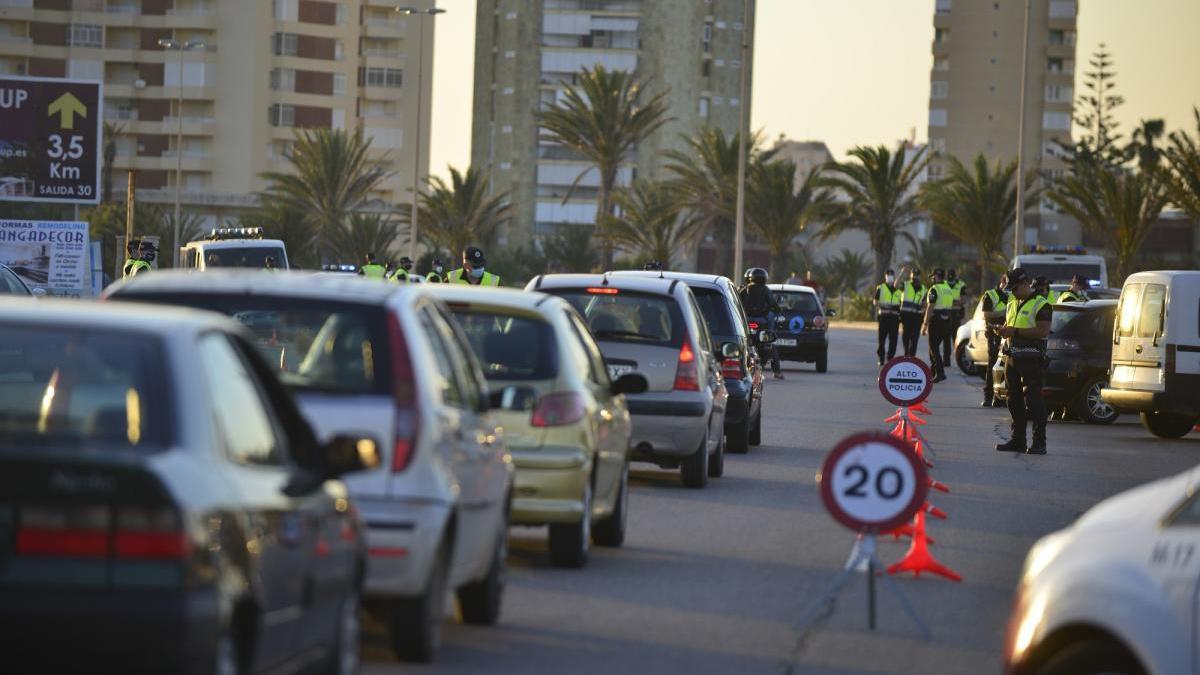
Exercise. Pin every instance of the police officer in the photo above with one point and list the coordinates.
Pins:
(939, 306)
(887, 315)
(371, 269)
(1026, 326)
(759, 303)
(473, 270)
(911, 310)
(993, 308)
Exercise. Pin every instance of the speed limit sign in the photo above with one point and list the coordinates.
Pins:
(873, 482)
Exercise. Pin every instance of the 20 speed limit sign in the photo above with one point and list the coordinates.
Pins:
(873, 483)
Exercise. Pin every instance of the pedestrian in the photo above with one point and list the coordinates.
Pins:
(993, 306)
(371, 269)
(1026, 326)
(473, 270)
(887, 315)
(939, 308)
(911, 310)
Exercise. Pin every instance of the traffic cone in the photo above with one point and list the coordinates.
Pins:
(918, 559)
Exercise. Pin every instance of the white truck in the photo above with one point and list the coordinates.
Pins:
(233, 246)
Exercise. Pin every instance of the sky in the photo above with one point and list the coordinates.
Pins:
(853, 72)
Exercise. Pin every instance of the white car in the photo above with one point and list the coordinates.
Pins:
(1119, 591)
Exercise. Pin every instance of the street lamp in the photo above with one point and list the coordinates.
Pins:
(179, 46)
(420, 95)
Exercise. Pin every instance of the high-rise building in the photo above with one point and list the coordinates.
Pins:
(527, 52)
(264, 70)
(976, 91)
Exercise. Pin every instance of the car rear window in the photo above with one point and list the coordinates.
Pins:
(510, 347)
(328, 346)
(65, 386)
(627, 316)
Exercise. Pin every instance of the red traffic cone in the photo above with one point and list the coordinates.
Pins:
(918, 559)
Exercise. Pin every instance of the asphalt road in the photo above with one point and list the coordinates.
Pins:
(717, 580)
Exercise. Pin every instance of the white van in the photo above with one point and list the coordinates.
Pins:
(1156, 352)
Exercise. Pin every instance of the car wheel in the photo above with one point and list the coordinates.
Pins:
(414, 626)
(1167, 425)
(343, 657)
(570, 542)
(717, 463)
(1092, 657)
(694, 470)
(479, 602)
(611, 531)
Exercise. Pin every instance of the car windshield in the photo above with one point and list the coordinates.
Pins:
(245, 256)
(796, 302)
(317, 345)
(510, 347)
(627, 316)
(69, 386)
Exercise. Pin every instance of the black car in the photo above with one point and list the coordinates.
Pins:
(801, 326)
(1077, 368)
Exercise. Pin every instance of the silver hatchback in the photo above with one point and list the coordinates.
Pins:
(654, 327)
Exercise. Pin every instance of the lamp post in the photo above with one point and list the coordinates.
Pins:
(420, 102)
(179, 46)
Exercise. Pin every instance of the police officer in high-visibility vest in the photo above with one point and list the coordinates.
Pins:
(371, 269)
(993, 305)
(911, 311)
(939, 305)
(1026, 326)
(887, 315)
(473, 270)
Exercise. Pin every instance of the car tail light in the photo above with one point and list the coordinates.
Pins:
(558, 408)
(687, 372)
(408, 419)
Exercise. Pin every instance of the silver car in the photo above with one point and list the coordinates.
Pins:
(389, 359)
(654, 327)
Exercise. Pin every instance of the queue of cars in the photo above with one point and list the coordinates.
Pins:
(369, 446)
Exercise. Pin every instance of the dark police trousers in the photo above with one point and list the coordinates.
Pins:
(1025, 375)
(889, 329)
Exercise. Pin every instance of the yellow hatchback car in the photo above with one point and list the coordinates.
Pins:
(567, 425)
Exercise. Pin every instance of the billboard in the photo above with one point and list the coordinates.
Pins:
(49, 139)
(54, 256)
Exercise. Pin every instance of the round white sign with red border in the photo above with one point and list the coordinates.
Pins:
(906, 381)
(873, 482)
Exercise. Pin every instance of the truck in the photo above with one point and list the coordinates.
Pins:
(233, 246)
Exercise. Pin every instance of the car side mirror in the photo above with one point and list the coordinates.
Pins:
(630, 383)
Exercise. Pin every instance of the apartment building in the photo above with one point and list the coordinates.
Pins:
(257, 71)
(976, 91)
(528, 52)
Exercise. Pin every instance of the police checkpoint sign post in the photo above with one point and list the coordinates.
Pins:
(906, 381)
(49, 139)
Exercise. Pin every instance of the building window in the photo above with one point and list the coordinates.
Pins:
(87, 35)
(282, 114)
(285, 43)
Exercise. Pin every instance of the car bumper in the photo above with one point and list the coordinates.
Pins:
(97, 631)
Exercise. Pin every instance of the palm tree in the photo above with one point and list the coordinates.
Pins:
(604, 118)
(1119, 205)
(977, 205)
(331, 177)
(460, 213)
(649, 223)
(879, 197)
(779, 210)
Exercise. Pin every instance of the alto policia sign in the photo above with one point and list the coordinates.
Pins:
(49, 139)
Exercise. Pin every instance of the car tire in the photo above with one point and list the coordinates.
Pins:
(611, 531)
(414, 625)
(1092, 657)
(571, 542)
(1167, 425)
(694, 470)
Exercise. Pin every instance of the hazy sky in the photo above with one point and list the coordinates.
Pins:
(856, 72)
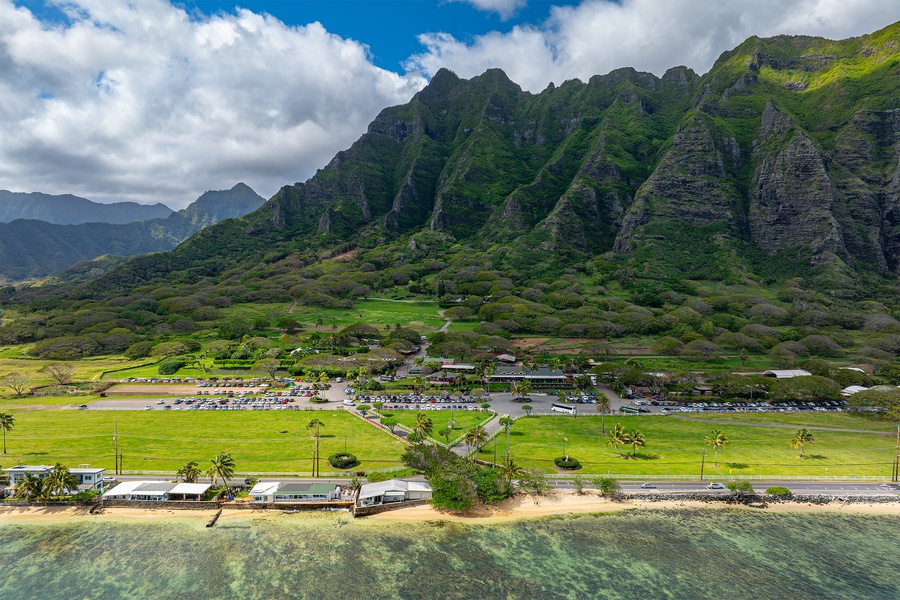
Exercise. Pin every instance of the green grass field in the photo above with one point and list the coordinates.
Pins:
(674, 447)
(465, 419)
(807, 419)
(259, 441)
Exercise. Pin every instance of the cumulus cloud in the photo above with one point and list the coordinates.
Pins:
(504, 8)
(598, 36)
(143, 101)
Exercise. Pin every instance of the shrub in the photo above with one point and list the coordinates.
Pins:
(342, 461)
(740, 486)
(567, 462)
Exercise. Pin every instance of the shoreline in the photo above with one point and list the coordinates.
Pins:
(518, 507)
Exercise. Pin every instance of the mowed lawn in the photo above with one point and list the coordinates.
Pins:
(805, 419)
(259, 441)
(674, 447)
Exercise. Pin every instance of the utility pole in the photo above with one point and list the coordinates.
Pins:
(896, 473)
(116, 440)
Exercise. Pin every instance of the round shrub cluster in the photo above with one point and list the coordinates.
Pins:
(342, 461)
(568, 463)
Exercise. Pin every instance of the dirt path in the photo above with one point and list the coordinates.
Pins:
(812, 428)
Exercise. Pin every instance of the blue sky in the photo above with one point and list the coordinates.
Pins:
(161, 100)
(391, 27)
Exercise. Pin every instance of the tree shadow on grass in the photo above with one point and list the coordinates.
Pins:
(642, 456)
(737, 465)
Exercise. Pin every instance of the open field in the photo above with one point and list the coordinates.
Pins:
(86, 369)
(259, 441)
(421, 316)
(805, 419)
(674, 447)
(465, 420)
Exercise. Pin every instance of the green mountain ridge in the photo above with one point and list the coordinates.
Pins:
(761, 194)
(33, 248)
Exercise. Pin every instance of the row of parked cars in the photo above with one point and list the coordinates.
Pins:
(814, 406)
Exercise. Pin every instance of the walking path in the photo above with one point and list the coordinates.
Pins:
(745, 424)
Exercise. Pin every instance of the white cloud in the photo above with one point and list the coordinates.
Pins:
(140, 101)
(598, 36)
(504, 8)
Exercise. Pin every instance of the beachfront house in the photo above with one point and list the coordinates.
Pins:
(270, 492)
(88, 479)
(393, 490)
(157, 491)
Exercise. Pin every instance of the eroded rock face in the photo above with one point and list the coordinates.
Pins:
(690, 184)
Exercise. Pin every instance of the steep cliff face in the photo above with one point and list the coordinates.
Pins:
(789, 146)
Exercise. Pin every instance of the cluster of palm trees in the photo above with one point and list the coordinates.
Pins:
(58, 483)
(620, 437)
(520, 389)
(220, 467)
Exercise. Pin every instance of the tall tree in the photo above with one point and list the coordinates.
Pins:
(17, 382)
(190, 472)
(603, 407)
(801, 438)
(60, 482)
(616, 438)
(61, 373)
(635, 439)
(423, 427)
(475, 438)
(717, 439)
(31, 488)
(7, 422)
(221, 467)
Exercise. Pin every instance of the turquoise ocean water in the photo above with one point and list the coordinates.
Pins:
(634, 554)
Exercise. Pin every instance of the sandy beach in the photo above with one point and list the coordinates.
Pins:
(558, 503)
(564, 503)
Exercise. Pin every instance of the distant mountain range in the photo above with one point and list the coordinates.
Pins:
(35, 248)
(72, 210)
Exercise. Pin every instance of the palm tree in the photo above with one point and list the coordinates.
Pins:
(510, 469)
(801, 438)
(221, 466)
(635, 438)
(476, 437)
(189, 472)
(616, 438)
(717, 439)
(423, 427)
(30, 487)
(603, 407)
(60, 482)
(7, 422)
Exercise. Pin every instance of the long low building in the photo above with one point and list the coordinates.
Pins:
(393, 490)
(157, 491)
(273, 492)
(87, 478)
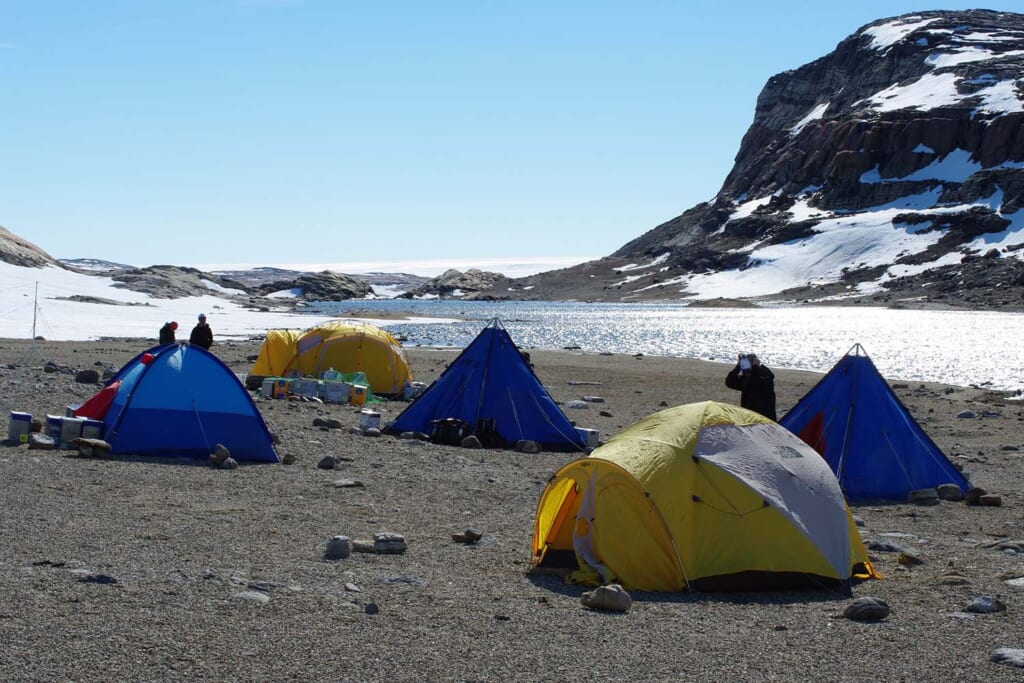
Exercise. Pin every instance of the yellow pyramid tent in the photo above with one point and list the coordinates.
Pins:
(344, 345)
(700, 497)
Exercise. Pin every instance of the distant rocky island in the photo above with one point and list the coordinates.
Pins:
(888, 172)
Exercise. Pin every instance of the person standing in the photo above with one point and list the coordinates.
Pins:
(202, 334)
(756, 384)
(167, 333)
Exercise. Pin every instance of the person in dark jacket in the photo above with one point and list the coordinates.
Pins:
(756, 384)
(202, 334)
(167, 333)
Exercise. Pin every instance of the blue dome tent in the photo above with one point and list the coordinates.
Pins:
(491, 383)
(866, 435)
(181, 400)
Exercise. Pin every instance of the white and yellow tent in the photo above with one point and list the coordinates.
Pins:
(700, 497)
(346, 346)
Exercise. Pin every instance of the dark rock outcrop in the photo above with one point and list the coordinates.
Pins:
(922, 113)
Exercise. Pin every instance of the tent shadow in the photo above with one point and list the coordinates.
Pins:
(557, 584)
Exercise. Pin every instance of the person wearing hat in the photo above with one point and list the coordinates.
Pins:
(167, 333)
(756, 384)
(202, 334)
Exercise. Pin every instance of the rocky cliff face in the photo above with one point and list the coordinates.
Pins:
(891, 169)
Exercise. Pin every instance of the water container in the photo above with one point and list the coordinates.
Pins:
(71, 428)
(52, 427)
(369, 420)
(92, 429)
(17, 427)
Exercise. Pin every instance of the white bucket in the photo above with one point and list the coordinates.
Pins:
(17, 427)
(370, 420)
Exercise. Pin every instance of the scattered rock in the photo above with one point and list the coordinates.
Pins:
(253, 596)
(610, 598)
(909, 559)
(388, 543)
(985, 604)
(328, 463)
(91, 447)
(338, 548)
(1013, 656)
(40, 441)
(219, 455)
(923, 497)
(87, 377)
(867, 609)
(470, 536)
(949, 492)
(526, 445)
(974, 495)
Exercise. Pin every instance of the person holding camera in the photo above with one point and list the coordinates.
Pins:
(756, 384)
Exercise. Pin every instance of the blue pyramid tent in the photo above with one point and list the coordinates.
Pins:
(866, 435)
(489, 380)
(181, 400)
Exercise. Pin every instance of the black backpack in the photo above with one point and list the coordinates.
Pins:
(450, 431)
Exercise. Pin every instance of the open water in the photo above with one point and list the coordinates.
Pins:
(953, 347)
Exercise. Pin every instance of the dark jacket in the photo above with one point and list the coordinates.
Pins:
(202, 336)
(757, 387)
(166, 334)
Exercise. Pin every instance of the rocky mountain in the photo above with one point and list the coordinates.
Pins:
(890, 170)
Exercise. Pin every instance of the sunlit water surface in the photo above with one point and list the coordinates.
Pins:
(952, 347)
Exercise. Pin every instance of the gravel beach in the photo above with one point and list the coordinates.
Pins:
(134, 569)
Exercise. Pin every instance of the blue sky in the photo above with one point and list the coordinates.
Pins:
(325, 131)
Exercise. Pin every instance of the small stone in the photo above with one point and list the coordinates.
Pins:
(253, 596)
(866, 609)
(949, 492)
(923, 497)
(1013, 656)
(40, 441)
(219, 455)
(974, 495)
(985, 604)
(527, 445)
(908, 559)
(610, 598)
(388, 543)
(338, 548)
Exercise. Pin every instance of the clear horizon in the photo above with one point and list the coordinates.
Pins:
(298, 131)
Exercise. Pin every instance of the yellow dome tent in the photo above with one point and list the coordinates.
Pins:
(700, 497)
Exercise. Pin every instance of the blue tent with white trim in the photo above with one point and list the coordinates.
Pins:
(489, 380)
(181, 400)
(866, 435)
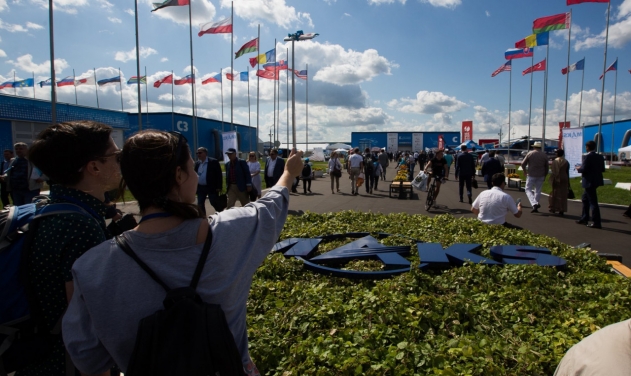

**********

▸ **Instructions for the task**:
From the first line of the records down through the line containing "Exercise. Pin every instance of the pedestrian", transcribe exactly those lines and no others, both ends kept, pictures dropped.

▸ **Task response**:
Exercise. Pin every instance of the police officer in the photo above with one point and list the coordinates.
Pins:
(939, 306)
(887, 315)
(371, 269)
(1026, 326)
(759, 303)
(473, 270)
(911, 310)
(993, 308)
Exercise. Pin every instance of the speed limit sign in the photo above with one point and list the coordinates.
Pins:
(873, 482)
Exercise. Pin every instance of the 20 speed limit sign in the photo above with one point and list the coordinates.
Pins:
(873, 483)
Exercise. Pin every instance of the pedestrian in the photo above with one point and list the coordinates.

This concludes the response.